[EXCERPT PROVIDED]
Now known as the Divided God or the Journeying God, Epheme is constantly on the move to this day. He naturally gravitates to rivers where he can enjoy some of the joys of the water and the land, but this compromise never lasts. He is the patron of traders and merchants, seeing them as kindred spirits always on the move, and of migrating birds. In the spring or autumn some say they can hear his laughter in the wind as he trails the flocks on their journeys. His symbol is a sparrow, his earthly messenger, often carrying a small shell in one foot and a stalk of grain in the other.[/sblock]

EDIT: So my creative juices ran away with me. I shrunk the size of this post so that it wouldn't cramp the conversation so much.


----------



## magic_gathering2001 (Oct 26, 2005)

Wrahn and garlicnation are aproved

In character thread will be made but needs a name and the first diety thing needs to be sorted out.

how do I link?

You can post in character here but please repost when I make the thread.

Lastly the first post will change into a timeline of events in addition to what it is now


----------



## garlicnation (Oct 27, 2005)

i think my deity should appear when mortals start dying, since i collect and organize souls. i am going to make a complete charachter sheet. how many domains can we have?


----------



## Wrahn (Oct 27, 2005)

garlicnation said:
			
		

> i think my deity should appear when mortals start dying, since i collect and organize souls. i am going to make a complete charachter sheet. how many domains can we have?




I think you and I are in direct competition Garlicnation, if you hadn't noticed Death and Judgement being the primary foci of Sorues.  I imagine him as being the Judge of the Dead as well, the guardian of the shadows, the gate keeper of the land of the shadows (dead) and the land of the living.  Also he is minorly attached ti the element of air as it is the element of the spirit.

Since the Judgement of the dead is only a minor aspect for your diety, perhaps you work for Sorues, or we come from different Pantheons.  You have any thoughts on this matter?  MagicGathering?


----------



## garlicnation (Oct 27, 2005)

i put peace and suffering as my major concerns because i deal with the peace and suffering of souls, so mabye you could judge them then i could handle them. you are the judge and i am the retirement/penal officer. I think this could work out fine, becuase judgement would still be a minor concern for me.


----------



## Mephit James (Oct 27, 2005)

garlicnation said:
			
		

> i am going to make a complete charachter sheet. how many domains can we have?




Yeah, that reminds me. How by-the-book are we doing this thing? One thing that Deities and Demigods glosses over is "how many levels are appropriate for a deity"? All of the Greater Gods seem to be around 40 or 50 so I guess we're shooting for that. How did you see this going magicgathering? Are we rolling and using feats a lot, or just kind of winging it and roleplaying? Personally, I'd be up for either, but like garlicnation I like the fun of writing up a sheet for Ephereme.

[DATASET EXCERPTS]
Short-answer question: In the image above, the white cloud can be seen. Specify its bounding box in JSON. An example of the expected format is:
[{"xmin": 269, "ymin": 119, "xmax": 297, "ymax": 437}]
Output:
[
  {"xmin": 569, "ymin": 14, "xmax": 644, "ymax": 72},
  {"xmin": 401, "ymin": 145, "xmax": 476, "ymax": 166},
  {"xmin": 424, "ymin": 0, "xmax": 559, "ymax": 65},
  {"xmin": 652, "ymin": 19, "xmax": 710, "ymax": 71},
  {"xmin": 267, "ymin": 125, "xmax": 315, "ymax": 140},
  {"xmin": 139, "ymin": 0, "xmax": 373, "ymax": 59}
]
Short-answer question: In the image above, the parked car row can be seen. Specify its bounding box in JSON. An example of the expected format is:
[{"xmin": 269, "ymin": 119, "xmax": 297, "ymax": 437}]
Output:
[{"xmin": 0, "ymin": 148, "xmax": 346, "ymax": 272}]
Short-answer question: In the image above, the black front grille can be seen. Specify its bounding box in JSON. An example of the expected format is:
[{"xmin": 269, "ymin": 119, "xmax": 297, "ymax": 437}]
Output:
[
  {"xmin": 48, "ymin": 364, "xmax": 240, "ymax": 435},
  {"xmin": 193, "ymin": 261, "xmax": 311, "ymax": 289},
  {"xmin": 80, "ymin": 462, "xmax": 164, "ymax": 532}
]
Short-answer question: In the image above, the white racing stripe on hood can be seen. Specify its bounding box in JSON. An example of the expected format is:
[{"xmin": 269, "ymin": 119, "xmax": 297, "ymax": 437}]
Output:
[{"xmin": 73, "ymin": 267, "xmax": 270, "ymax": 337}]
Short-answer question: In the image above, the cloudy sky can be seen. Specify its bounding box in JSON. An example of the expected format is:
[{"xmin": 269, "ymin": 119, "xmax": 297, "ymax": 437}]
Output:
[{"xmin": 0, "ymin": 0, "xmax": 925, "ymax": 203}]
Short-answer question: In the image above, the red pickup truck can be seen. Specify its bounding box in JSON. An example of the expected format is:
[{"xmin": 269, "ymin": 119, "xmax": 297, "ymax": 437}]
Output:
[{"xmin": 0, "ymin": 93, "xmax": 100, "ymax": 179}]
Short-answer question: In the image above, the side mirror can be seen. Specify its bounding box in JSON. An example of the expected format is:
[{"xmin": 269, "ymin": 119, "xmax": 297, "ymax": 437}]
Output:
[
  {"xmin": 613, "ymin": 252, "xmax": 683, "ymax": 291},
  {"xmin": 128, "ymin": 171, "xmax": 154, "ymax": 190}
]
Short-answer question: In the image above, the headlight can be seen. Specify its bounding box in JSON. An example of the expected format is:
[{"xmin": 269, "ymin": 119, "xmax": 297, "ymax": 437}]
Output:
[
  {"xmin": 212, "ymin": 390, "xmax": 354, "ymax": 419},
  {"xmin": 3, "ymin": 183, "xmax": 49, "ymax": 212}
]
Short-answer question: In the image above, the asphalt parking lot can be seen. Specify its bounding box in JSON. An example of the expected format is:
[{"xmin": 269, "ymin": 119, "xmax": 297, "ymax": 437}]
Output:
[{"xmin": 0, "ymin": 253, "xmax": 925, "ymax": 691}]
---
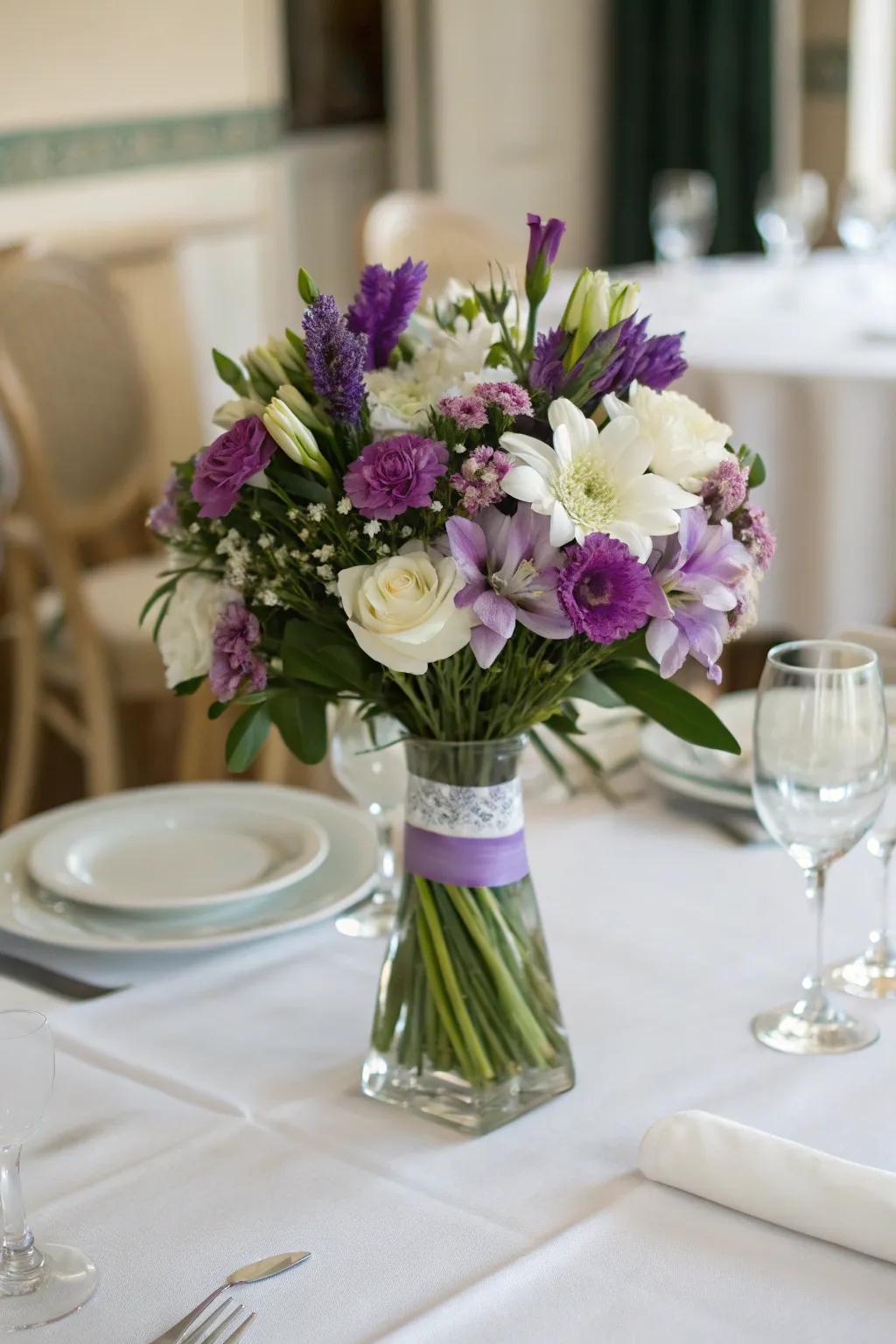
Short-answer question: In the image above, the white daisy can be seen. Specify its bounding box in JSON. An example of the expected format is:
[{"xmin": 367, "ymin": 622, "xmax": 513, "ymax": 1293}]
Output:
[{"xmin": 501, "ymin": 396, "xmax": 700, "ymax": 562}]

[SHORT PROBLEM 1]
Locate each line in the entries that contains the word "white" and copy those lines.
[SHORT PROBLEM 2]
Write the next part of the forum thread about creating deities for a role-playing game, picking up right after its final sentence.

[WRITTEN ANSWER 1]
Short-answer question: In the image above, the white cloud can be seen. Specify its bounding box in JSON. An example of the expected format is:
Short-answer question: In the image above, the white racing stripe on hood can be seen. Specify its bounding box in JSON. An example of the expected format is:
Short-answer question: In the image above, the white daisy can be seen. Specify its bounding box in JSON. An example of the expected format is:

[WRITTEN ANSWER 2]
----------



## James Heard (Oct 27, 2005)

I'm interested, though I haven't really come up with anything specific yet.
_Edit: Here's more_

Paradas
Major: The Moon, Elves
Minor: Twilight, Mirrors, The Desert, The Oceans

Paradas represents duality of purpose, the goddess between lifelessness and creation.


----------



## Neon Cactus (Oct 27, 2005)

Name: Koth

Major: Sky, Birds
Minor: Ocean, Magic, Humans, Peace


----------



## magic_gathering2001 (Oct 27, 2005)

Write the sheet if you want but its mostly roleplaying with divine rank and portfolios used in direct competition of gods to dtermine the winner, unless ofcourse you all want to write character sheets and in that case 10 levels per rank for the first five ranks and 2 for every additional rank.  So all of you who have 20 DR will have 70 levels. OR we could mix them together in any number of ways.  You get one domain per diety level(1 for demi 2 for minor 3 for intermediate 4 for greater)

Neon Cactus and James Heard appproved

Anyone want to be first?


----------



## Wrahn (Oct 27, 2005)

As the (a) god of death Soreus COULD be first, but that sends a realitively grim statement about existence...

But not necessarily I suppose, Amletan created existence and life cast a metaphysical shadow, and from that shadow Sorues first walked.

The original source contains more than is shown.